Exercise directions:
Reproduce the entries shown below only from the line with "Target: overlook platform" down to the line with "Target: shadowed cliff face", keeping both end lines and copying each one exactly.

Collected data:
----------

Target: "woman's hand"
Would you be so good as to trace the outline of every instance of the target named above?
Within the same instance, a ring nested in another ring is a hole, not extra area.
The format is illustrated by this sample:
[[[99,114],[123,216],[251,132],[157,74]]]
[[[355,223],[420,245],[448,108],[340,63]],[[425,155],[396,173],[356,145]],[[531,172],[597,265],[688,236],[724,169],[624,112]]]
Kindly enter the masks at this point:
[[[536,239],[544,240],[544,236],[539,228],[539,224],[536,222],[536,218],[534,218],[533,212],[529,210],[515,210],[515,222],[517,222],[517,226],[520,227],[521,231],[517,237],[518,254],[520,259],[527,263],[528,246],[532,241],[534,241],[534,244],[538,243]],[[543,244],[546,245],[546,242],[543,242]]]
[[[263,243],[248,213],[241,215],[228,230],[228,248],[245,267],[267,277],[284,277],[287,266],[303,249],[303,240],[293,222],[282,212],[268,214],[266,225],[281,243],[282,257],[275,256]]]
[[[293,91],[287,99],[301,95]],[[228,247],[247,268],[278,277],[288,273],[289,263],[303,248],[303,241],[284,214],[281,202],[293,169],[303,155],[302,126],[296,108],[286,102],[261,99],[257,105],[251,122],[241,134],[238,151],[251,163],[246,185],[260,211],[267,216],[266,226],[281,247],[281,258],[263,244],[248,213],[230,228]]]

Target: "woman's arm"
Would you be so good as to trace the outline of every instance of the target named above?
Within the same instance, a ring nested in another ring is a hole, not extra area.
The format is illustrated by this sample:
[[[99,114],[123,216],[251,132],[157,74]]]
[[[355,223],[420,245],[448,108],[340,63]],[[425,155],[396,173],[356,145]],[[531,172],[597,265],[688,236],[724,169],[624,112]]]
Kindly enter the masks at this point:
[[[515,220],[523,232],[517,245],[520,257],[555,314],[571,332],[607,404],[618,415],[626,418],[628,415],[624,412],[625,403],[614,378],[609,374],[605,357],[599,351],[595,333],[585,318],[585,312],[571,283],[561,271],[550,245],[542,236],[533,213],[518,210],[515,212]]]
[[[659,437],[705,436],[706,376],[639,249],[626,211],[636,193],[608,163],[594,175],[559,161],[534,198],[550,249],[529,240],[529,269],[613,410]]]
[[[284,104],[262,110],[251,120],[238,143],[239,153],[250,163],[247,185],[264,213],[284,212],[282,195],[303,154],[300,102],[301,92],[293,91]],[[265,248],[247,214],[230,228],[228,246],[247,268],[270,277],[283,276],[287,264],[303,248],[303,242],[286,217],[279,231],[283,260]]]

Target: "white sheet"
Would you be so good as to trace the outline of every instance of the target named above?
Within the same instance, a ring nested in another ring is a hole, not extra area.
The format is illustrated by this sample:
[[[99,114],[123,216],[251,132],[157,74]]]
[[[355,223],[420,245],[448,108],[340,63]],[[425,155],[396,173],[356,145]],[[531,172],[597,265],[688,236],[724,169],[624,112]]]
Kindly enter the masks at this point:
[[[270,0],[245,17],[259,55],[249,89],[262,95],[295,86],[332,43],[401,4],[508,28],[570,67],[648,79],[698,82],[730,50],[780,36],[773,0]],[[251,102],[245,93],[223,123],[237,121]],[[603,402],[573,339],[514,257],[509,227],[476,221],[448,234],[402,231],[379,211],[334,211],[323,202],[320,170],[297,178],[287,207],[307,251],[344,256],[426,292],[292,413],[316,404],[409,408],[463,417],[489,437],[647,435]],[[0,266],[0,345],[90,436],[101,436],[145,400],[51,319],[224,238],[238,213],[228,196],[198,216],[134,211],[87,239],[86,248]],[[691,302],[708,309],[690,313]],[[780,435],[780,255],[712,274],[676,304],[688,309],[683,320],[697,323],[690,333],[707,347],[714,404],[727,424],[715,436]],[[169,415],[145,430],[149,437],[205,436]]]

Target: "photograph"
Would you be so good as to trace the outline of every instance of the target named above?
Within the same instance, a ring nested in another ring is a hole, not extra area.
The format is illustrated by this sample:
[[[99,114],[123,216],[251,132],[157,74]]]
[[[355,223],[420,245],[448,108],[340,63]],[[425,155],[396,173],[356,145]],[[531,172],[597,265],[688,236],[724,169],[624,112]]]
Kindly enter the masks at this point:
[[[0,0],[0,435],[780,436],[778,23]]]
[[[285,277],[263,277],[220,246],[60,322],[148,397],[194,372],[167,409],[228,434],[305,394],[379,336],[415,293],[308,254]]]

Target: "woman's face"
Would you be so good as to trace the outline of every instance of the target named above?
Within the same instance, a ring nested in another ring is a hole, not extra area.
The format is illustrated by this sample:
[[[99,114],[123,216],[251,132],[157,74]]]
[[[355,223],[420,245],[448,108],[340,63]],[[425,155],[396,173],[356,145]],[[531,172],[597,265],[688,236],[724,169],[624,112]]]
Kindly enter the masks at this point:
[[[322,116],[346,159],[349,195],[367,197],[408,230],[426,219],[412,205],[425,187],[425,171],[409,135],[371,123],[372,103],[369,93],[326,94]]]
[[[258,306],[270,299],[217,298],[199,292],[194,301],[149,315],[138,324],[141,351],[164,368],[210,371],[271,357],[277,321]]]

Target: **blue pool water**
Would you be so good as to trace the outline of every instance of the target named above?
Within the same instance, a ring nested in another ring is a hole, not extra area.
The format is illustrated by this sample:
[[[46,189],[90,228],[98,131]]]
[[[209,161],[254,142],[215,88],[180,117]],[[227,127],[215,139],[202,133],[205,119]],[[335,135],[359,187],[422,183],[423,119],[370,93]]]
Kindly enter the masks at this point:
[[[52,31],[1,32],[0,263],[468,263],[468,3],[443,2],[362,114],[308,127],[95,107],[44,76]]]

----------

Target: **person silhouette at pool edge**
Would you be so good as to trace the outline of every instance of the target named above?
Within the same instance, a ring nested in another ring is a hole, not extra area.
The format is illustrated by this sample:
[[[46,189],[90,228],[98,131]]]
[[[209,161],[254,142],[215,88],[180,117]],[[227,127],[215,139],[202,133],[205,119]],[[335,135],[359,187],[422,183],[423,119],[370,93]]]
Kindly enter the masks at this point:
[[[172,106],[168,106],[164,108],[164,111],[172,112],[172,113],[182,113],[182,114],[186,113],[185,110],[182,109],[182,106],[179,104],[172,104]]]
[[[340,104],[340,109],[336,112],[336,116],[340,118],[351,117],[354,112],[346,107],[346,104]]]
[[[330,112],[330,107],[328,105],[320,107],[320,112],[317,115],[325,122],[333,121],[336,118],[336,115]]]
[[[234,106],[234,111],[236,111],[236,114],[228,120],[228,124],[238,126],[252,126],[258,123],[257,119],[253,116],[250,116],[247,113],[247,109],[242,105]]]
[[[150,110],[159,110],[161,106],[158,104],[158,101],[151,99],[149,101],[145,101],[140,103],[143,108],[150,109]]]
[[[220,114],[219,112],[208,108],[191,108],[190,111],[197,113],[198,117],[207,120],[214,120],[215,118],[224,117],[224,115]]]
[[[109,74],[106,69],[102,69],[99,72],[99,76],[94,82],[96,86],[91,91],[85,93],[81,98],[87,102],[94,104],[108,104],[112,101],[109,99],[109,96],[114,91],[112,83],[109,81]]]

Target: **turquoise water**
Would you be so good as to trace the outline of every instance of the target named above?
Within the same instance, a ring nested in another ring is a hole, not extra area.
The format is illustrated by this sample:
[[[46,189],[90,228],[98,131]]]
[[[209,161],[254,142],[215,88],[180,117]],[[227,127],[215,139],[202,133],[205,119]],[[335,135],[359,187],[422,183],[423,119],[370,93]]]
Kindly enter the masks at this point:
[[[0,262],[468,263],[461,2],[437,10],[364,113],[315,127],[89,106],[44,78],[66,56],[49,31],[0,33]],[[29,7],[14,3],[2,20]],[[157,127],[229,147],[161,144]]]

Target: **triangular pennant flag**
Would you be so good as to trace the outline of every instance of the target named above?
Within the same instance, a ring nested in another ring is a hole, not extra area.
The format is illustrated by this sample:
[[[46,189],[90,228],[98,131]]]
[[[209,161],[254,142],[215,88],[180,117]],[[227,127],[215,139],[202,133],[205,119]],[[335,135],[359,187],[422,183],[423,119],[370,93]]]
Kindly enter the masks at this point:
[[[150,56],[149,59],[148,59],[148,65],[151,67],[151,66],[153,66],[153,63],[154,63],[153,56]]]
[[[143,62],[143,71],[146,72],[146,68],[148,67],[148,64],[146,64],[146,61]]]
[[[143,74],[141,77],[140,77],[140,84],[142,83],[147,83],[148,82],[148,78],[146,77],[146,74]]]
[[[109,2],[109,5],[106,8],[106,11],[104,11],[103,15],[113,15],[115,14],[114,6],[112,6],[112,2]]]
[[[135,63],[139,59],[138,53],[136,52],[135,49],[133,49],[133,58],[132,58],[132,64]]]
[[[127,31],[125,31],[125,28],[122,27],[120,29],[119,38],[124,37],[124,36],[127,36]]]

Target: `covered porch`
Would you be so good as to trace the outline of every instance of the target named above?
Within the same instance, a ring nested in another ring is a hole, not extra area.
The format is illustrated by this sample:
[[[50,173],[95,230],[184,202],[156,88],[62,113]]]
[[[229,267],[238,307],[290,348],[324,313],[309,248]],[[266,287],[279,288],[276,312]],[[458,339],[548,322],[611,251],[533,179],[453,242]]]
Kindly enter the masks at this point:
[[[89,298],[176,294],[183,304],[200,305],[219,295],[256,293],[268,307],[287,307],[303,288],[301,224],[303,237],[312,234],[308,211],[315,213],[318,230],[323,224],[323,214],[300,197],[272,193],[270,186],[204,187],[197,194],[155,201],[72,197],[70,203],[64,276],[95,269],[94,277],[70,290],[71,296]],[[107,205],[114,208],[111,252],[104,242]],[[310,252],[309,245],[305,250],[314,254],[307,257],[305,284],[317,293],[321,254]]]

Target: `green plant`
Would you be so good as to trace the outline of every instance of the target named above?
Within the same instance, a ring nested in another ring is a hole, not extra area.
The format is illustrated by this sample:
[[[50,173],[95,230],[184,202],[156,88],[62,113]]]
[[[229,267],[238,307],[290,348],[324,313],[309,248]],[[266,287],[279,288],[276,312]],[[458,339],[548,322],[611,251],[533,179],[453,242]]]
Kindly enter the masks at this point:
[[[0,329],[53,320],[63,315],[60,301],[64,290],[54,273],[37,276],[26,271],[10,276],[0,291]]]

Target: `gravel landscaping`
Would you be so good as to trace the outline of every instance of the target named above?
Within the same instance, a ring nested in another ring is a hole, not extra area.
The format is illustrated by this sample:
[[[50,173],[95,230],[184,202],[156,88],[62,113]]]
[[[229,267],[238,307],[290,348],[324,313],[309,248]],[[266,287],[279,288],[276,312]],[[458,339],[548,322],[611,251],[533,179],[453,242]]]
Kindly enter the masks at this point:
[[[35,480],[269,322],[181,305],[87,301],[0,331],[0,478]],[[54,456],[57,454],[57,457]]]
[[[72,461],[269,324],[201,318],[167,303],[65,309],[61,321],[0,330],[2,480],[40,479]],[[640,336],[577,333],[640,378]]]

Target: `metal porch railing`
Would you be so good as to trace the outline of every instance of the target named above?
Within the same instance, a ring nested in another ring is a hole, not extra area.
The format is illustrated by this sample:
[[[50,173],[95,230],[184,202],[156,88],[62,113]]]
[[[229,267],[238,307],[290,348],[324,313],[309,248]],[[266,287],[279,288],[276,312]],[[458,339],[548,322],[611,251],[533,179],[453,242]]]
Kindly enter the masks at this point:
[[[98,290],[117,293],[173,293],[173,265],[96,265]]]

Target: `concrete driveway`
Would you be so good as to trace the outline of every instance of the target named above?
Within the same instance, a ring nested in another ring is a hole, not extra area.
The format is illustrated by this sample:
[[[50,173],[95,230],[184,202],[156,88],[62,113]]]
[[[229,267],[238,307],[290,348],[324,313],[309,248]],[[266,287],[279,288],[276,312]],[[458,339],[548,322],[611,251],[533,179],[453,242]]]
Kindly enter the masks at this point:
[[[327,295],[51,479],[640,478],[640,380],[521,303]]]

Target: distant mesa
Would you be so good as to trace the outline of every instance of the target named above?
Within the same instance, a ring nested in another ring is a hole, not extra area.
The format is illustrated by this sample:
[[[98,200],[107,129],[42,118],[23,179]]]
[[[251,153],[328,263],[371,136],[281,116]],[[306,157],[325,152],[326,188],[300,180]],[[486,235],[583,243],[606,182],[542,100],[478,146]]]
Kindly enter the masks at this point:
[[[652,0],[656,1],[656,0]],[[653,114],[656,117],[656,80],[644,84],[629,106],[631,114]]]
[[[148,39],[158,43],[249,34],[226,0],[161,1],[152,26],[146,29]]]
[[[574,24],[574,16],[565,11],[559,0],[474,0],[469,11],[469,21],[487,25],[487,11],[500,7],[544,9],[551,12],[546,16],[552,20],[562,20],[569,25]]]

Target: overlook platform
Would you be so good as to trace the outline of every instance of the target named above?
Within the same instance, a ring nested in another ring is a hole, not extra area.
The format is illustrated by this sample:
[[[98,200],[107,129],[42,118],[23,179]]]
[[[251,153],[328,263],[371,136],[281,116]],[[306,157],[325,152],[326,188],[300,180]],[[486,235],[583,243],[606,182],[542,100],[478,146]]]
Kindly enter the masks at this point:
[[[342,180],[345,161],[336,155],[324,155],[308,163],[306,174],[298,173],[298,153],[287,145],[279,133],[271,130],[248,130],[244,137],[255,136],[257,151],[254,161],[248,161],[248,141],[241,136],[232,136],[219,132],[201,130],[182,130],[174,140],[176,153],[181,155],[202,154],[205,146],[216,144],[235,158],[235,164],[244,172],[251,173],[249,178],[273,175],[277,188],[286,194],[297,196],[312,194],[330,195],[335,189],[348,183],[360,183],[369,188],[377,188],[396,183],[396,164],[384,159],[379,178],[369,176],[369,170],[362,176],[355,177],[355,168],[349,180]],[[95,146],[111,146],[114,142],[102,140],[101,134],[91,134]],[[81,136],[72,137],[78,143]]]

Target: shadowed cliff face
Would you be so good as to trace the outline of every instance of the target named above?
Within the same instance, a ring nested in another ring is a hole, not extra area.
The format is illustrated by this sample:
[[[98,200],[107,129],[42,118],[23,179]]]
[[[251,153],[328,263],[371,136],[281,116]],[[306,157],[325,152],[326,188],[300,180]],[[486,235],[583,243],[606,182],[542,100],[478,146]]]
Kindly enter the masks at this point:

----------

Reply to the task:
Target: overlook platform
Would you be so good as to trace the outline of every instance of the target named above?
Within the same instance, a ring nested in another ring is a hole, not extra area.
The format is illustrated by this sample:
[[[98,200],[107,129],[42,118],[23,179]]]
[[[251,153],[328,263],[371,136],[281,116]],[[306,157],[325,152],[326,188],[300,180]],[[486,235],[583,243],[606,182],[542,100],[478,146]]]
Kindly enter the masks at this point:
[[[342,180],[345,161],[336,155],[324,155],[308,163],[306,174],[298,173],[298,153],[287,145],[279,133],[271,130],[248,130],[244,137],[255,136],[257,151],[254,161],[248,161],[248,141],[241,136],[232,136],[219,132],[201,130],[182,130],[174,140],[176,153],[181,155],[202,154],[205,146],[216,144],[235,158],[235,164],[244,172],[251,173],[249,178],[273,175],[277,188],[286,194],[297,196],[312,194],[330,195],[335,189],[348,183],[360,183],[369,188],[377,188],[396,183],[396,164],[384,159],[379,178],[369,176],[369,170],[362,176],[355,177],[355,168],[349,180]],[[95,146],[111,146],[114,142],[102,140],[101,134],[91,134]],[[81,136],[72,137],[78,143]]]

Target: shadowed cliff face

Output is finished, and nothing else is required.